What does Distillation mean when it comes to training LLMs?

January 29, 2025

Distillation in the context of training large language models (LLMs) is a technique used to make a smaller model learn from a larger, more complex model. This process, called knowledge distillation, helps transfer the knowledge from a powerful teacher model (usually a massive LLM) to a more efficient student model (a smaller, faster version). The goal is to retain as much of the original model’s performance as possible while significantly reducing computational costs and memory requirements.

To gain a foundational understanding of artificial intelligence concepts, including techniques like distillation used in training large language models, consider enrolling in the AI For Everyone course on Coursera. This course demystifies AI terminology and explores its applications across various industries, providing valuable context to the functionalities of AI models.*

The key idea behind distillation is that instead of training the smaller model from scratch on raw data, it learns from the soft labels or probabilistic outputs of the larger model. These outputs provide richer information than standard labels, capturing not just the correct answers but also the relationships between different possible answers. For example, if a teacher model predicts that the word “intelligent” has a 90% probability of being the right word in a sentence but also assigns 8% to “clever” and 2% to “smart,” the student model learns from this nuanced ranking rather than just a single correct label.

Distillation is widely used to create lightweight AI models that can run efficiently on edge devices like smartphones or in cloud environments with limited resources. It allows organizations to deploy AI-powered applications while keeping costs and energy consumption low. Despite being smaller, well-distilled models often perform surprisingly well, maintaining high accuracy while running much faster.

This technique is especially valuable in AI applications that require real-time responses, such as chatbots, voice assistants, and recommendation systems. By using distillation, companies can make advanced AI more accessible, scalable, and sustainable without compromising too much on intelligence or capabilities.
● ● ●
→ Work instructions:
**1.** In the text on distillation, what probability does the teacher model assign to the word "clever"?
**2.** Reproduce word for word everything in the text on distillation from "January 29, 2025" down to "and memory requirements.".
**3.** Condense the paragraph of the text on distillation that begins "Distillation is widely used" into a short bulleted list that keeps its main facts.
● ● ●
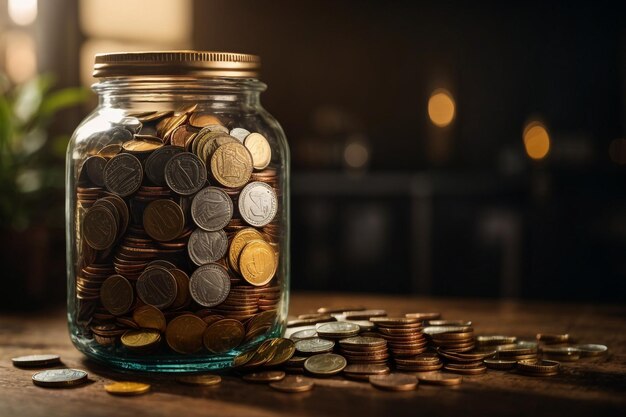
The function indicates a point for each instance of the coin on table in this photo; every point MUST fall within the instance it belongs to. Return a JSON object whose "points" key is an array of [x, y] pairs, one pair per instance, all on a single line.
{"points": [[264, 376], [231, 165], [149, 317], [211, 209], [35, 361], [338, 329], [184, 333], [99, 228], [258, 204], [259, 149], [293, 384], [325, 364], [59, 378], [223, 335], [394, 382], [117, 295], [238, 242], [239, 133], [125, 388], [201, 380], [206, 247], [185, 173], [123, 174], [314, 345], [257, 262], [437, 378], [157, 286], [209, 285]]}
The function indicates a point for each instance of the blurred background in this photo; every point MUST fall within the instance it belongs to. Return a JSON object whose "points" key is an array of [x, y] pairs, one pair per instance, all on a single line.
{"points": [[439, 148]]}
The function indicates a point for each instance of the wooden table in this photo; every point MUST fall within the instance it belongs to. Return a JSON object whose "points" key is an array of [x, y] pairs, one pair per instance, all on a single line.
{"points": [[587, 387]]}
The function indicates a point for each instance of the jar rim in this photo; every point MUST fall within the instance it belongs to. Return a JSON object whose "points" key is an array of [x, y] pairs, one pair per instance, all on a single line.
{"points": [[201, 64]]}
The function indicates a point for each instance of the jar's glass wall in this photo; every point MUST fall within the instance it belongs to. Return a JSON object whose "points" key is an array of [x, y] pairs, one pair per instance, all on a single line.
{"points": [[177, 224]]}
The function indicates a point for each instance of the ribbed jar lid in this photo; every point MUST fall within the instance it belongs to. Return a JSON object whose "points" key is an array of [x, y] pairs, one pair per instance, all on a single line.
{"points": [[177, 63]]}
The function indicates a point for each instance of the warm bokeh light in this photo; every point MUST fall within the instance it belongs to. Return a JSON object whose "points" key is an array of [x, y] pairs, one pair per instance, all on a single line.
{"points": [[22, 12], [536, 140], [441, 108], [20, 56]]}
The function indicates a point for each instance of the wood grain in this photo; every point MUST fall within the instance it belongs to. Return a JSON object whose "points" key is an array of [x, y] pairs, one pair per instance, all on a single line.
{"points": [[587, 387]]}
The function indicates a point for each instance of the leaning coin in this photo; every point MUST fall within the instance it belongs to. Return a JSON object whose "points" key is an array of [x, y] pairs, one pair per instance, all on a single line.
{"points": [[394, 382], [35, 361], [127, 388], [60, 378], [203, 380], [293, 384]]}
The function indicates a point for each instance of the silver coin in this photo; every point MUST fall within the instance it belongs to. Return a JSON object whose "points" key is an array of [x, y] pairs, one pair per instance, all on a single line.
{"points": [[258, 204], [314, 345], [58, 378], [209, 285], [31, 361], [206, 247], [185, 173], [123, 174], [157, 287], [212, 209], [239, 133]]}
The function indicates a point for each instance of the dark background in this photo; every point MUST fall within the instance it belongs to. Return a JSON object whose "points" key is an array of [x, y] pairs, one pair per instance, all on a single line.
{"points": [[453, 211]]}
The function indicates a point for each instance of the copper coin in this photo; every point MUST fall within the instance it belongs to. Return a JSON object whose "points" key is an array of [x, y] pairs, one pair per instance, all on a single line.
{"points": [[123, 174]]}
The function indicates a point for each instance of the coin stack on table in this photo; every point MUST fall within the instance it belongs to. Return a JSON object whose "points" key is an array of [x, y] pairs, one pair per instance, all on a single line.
● ● ●
→ Exercise solutions:
**1.** 8%

**2.**
January 29, 2025

Distillation in the context of training large language models (LLMs) is a technique used to make a smaller model learn from a larger, more complex model. This process, called knowledge distillation, helps transfer the knowledge from a powerful teacher model (usually a massive LLM) to a more efficient student model (a smaller, faster version). The goal is to retain as much of the original model’s performance as possible while significantly reducing computational costs and memory requirements.

**3.**
- Distillation is used to build lightweight AI models that run efficiently on edge devices such as smartphones or in cloud environments with limited resources.
- It lets organizations deploy AI-powered applications while keeping costs and energy consumption low.
- Well-distilled models are smaller but often perform surprisingly well, with high accuracy and much faster running.